**Your task:**
Please repeat the data in full, character for character.

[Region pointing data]
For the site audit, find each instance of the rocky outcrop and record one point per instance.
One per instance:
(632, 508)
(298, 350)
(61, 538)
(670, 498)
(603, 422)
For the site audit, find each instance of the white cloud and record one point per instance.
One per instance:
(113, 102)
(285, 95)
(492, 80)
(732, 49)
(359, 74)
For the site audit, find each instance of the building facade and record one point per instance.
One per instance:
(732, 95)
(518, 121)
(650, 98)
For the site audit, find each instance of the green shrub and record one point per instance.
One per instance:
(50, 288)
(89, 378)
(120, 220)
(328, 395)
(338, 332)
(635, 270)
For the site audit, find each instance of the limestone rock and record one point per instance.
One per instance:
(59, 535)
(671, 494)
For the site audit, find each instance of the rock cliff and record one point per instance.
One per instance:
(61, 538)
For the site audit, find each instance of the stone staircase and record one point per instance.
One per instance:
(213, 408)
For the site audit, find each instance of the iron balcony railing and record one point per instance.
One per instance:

**Output for this task:**
For the site audit, find each instance of the rocky outcrop and record one point per instance.
One per instance:
(632, 508)
(298, 350)
(61, 538)
(670, 498)
(603, 422)
For the site audit, find each instance of the white cloud and record one point per instance.
One per instance:
(113, 102)
(285, 95)
(492, 80)
(732, 49)
(359, 74)
For the site audit, find each instance of the building facade and record one point per instance.
One per instance:
(732, 95)
(518, 121)
(650, 98)
For the site audit, find each instance of the green shrub and record one point per instance.
One per instance:
(50, 288)
(89, 378)
(120, 220)
(328, 395)
(338, 332)
(635, 270)
For the site audit, find each instance of the limestone rock and record one point per instance.
One per instance:
(59, 535)
(671, 494)
For the site audit, find each instance of the rock cliff and record one point per instance.
One per instance:
(61, 538)
For the site audit, find each instance of the stone staircase and record one point per instance.
One per instance:
(213, 408)
For the site audit, find each instance of the iron balcony railing and record one point per instance.
One per instance:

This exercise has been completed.